# THE TASK:
Reproduce the passage of the text on bias in meta-analysis word for word, starting with "Analogy: An array" and going on through "the output reliably.".

# TEXT EXCERPT:
= = =

Description

Meta-analysis of clinical trials promises the ability to combine the results from several small studies to provide findings comparable to those of large, expensive clinical trial. While this can be a powerful technique, it can also provide misleading information when bias is present. Recognition of the sources of bias and ways to avoid it can reduce the chance for error.


 

Analogy: An array of separate telescopes, the output from which can be combined to give an image comparable to an extremely large telescope. This requires that all of the telescopes be working properly and that there is a method to combine the output reliably.

 

Types of bias (after Egger, 1997):

(1) selection of studies for inclusion in the meta-analysis

(2) true heterogeneity between the studies

(3) data-handling bias

(4) artifactual = choice of effect measure

 

Selection Bias

Descriptions

publication bias

studies with positive results are more likely to be published than those with negative results

journal prestige bias

studies in a prestigious journal tend to be assigned greater weight than a study from a nonprestigious journal

language bias

English-only or failure to include some languages or tendency to exclude studies from certain counties

citation bias

studies with positive results are more likely to be cited than those with negative results

multiple publication bias

studies with positive results are more likely to be noticed and published repeatedly than those with negative results

investigator bias

studies known to support a hypothesis are included while studies that do not support it are excluded

database bias

studies not listed in Medline or other citation database may not be retrieved

indexing bias

how a study is indexed can help determine if a search will retrieve it

inconsistent application of criteria bias

inconsistent application of selection criteria resulting in similar studies being handled differently

 

 

True Heterogeneity Between Studies

Descriptions

severity of disease bias

differences in disease severity in the study patients

performance bias

differences in type and degree of therapeutic interventions

associated risk bias

number of additional risk factors present

 

 

Data Handling Bias

Descriptions

allocation bias

bias in assignment of patients to the different groups

inclusion and exclusion

bias in choice of inclusion and exclusion criteria

attrition bias

biases in occurrence and handling of deviations from the protocol and loss to followup

analysis bias

improper statistical method chosen or method poorly done

detection bias

biased assessment of outcome

fraud

trying to make results more positive or negative for personal gain

provision of data (data availability) bias

access to study findings needed for the meta-analysis may be limited

 

Ways suggested to reduce bias:

(1) funnel plots to detect asymmetry caused by bias (Egger, 1997)

(2) removal of one study at the time with re-analysis, looking for major shifts in results

(3) registering studies in a study register before results are known (this reduces the tendency to under-report negative studies)

 

Ways that have proved suboptimal in reducing bias:

(1) quality scores: These may provide a false sense of confidence in the included studies. Analysis of the score components may be more useful than an analysis of the composite score.

= = =

# DATA:
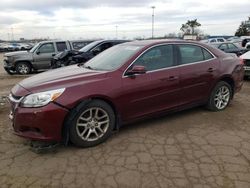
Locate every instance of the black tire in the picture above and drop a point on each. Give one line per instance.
(214, 96)
(23, 68)
(75, 130)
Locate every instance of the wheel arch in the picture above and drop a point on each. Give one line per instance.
(228, 79)
(80, 104)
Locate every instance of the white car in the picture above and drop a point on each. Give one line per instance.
(246, 59)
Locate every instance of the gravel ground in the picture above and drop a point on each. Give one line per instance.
(193, 148)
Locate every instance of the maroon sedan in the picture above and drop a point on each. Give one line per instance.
(85, 103)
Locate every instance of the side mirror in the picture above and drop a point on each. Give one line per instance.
(96, 51)
(137, 69)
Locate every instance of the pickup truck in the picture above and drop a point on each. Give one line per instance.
(38, 58)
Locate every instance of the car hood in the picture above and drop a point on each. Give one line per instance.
(61, 78)
(19, 53)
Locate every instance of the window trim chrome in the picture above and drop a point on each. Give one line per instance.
(175, 66)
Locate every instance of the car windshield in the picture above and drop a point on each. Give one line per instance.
(112, 58)
(34, 48)
(89, 46)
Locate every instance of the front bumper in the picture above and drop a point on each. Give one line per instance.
(43, 124)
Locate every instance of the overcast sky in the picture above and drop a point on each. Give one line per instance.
(74, 19)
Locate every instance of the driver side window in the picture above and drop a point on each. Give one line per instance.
(47, 48)
(157, 58)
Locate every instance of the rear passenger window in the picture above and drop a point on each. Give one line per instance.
(207, 55)
(190, 54)
(157, 58)
(61, 46)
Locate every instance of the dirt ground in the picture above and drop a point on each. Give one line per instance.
(195, 148)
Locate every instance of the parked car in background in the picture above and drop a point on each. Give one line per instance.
(3, 47)
(247, 46)
(85, 103)
(235, 40)
(229, 47)
(216, 40)
(71, 57)
(245, 41)
(38, 58)
(78, 44)
(246, 59)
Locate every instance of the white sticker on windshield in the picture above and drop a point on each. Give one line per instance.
(132, 48)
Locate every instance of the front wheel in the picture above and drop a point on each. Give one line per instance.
(92, 124)
(220, 96)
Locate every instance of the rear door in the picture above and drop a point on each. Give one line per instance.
(197, 68)
(157, 89)
(43, 55)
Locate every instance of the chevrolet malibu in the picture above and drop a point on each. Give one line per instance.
(85, 103)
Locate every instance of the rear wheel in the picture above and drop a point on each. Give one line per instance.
(23, 68)
(92, 124)
(220, 96)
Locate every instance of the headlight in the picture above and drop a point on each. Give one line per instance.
(41, 99)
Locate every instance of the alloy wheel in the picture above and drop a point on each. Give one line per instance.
(92, 124)
(222, 97)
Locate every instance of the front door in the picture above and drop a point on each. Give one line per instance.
(157, 89)
(197, 67)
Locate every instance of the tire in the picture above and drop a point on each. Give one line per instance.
(220, 96)
(91, 124)
(23, 68)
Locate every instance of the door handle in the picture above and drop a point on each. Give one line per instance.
(210, 70)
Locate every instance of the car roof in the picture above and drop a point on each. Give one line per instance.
(149, 43)
(161, 41)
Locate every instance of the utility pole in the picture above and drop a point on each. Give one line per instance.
(116, 28)
(153, 20)
(12, 34)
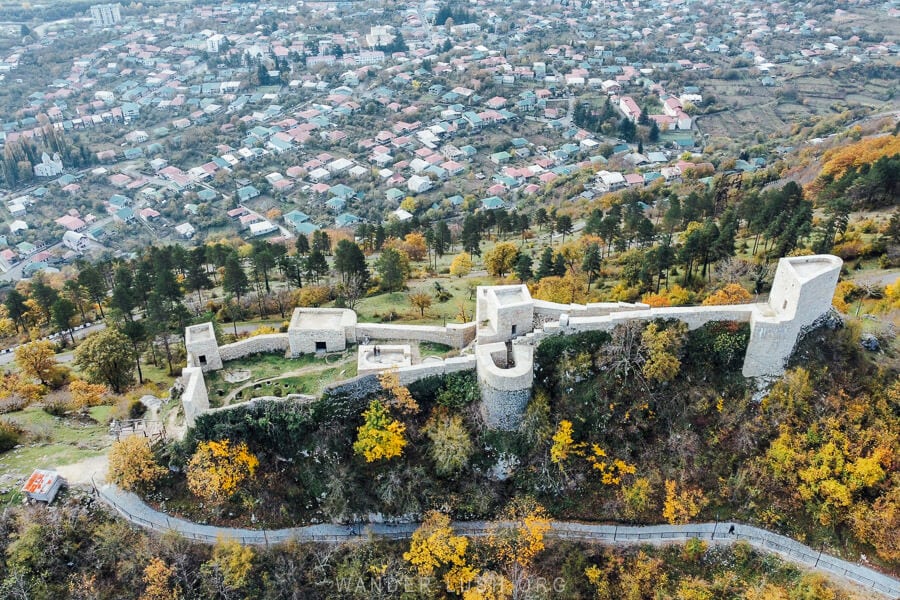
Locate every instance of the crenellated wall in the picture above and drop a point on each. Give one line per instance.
(194, 398)
(258, 344)
(454, 335)
(801, 294)
(505, 383)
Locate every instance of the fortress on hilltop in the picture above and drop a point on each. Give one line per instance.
(508, 324)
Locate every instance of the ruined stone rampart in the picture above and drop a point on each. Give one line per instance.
(505, 383)
(194, 398)
(454, 335)
(275, 343)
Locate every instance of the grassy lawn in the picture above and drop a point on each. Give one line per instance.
(51, 442)
(267, 366)
(380, 308)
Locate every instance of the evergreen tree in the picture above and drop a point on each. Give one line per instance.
(523, 267)
(234, 279)
(545, 266)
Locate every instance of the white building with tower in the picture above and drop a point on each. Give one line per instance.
(105, 15)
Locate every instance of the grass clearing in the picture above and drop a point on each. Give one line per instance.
(51, 442)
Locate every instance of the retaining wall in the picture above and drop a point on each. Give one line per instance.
(136, 511)
(194, 398)
(454, 335)
(408, 375)
(275, 343)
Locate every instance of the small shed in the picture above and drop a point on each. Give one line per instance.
(43, 485)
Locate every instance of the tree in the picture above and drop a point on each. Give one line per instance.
(662, 347)
(197, 277)
(563, 444)
(7, 325)
(393, 268)
(62, 312)
(92, 280)
(399, 395)
(231, 564)
(501, 259)
(234, 279)
(15, 306)
(471, 235)
(564, 226)
(350, 263)
(435, 552)
(420, 300)
(158, 581)
(733, 293)
(107, 357)
(85, 395)
(380, 436)
(523, 267)
(218, 469)
(302, 244)
(519, 538)
(36, 360)
(133, 466)
(591, 262)
(451, 445)
(681, 506)
(461, 265)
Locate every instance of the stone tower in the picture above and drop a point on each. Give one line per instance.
(801, 293)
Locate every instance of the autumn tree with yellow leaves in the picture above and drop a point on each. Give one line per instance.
(158, 581)
(218, 469)
(132, 464)
(518, 538)
(380, 437)
(398, 395)
(682, 505)
(435, 552)
(86, 395)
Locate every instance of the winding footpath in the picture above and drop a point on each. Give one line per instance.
(138, 512)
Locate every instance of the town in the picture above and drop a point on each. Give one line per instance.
(450, 299)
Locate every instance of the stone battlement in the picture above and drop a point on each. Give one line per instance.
(504, 334)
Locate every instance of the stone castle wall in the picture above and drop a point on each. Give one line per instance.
(454, 335)
(194, 398)
(505, 387)
(274, 343)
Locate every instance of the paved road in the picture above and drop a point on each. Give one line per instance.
(135, 510)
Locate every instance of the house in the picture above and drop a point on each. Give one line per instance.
(262, 227)
(336, 204)
(48, 167)
(608, 181)
(186, 230)
(500, 158)
(492, 203)
(418, 184)
(75, 241)
(629, 108)
(70, 222)
(295, 218)
(248, 192)
(346, 220)
(402, 215)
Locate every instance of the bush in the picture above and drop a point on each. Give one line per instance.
(55, 406)
(459, 390)
(9, 435)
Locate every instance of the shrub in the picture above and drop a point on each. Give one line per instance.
(459, 390)
(132, 465)
(9, 435)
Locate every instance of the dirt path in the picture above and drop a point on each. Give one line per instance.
(80, 473)
(307, 370)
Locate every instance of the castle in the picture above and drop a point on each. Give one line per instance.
(509, 323)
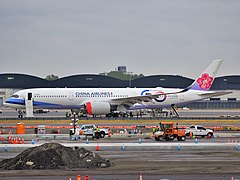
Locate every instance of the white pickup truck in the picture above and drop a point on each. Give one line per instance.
(90, 130)
(198, 130)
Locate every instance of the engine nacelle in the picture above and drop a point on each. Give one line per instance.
(98, 108)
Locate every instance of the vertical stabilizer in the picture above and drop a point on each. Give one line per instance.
(205, 80)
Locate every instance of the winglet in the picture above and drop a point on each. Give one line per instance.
(205, 80)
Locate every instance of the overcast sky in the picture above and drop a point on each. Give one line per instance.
(67, 37)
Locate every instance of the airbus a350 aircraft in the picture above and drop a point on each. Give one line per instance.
(100, 101)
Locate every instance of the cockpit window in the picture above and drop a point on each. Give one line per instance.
(15, 96)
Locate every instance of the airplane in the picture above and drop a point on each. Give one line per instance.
(102, 101)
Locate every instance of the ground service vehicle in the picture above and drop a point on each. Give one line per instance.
(168, 132)
(90, 130)
(198, 130)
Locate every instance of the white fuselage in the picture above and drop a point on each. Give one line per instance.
(74, 98)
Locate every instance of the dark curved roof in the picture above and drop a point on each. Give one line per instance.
(89, 81)
(167, 81)
(23, 81)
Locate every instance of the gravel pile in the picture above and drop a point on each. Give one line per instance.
(54, 156)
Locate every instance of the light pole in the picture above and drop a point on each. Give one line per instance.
(130, 78)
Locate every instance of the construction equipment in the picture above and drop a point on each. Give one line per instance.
(168, 132)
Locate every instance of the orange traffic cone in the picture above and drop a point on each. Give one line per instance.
(109, 134)
(97, 148)
(78, 177)
(190, 134)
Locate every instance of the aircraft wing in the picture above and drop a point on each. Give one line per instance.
(215, 93)
(138, 99)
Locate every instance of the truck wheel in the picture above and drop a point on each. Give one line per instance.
(159, 138)
(183, 138)
(102, 134)
(209, 135)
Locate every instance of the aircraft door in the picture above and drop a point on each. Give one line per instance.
(181, 96)
(71, 96)
(1, 101)
(29, 96)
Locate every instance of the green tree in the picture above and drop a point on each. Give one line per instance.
(51, 77)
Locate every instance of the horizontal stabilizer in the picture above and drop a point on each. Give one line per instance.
(215, 93)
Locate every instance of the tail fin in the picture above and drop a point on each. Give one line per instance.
(205, 80)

= = =

# ANSWER TO THIS EXERCISE:
Analogy: An array of separate telescopes, the output from which can be combined to give an image comparable to an extremely large telescope. This requires that all of the telescopes be working properly and that there is a method to combine the output reliably.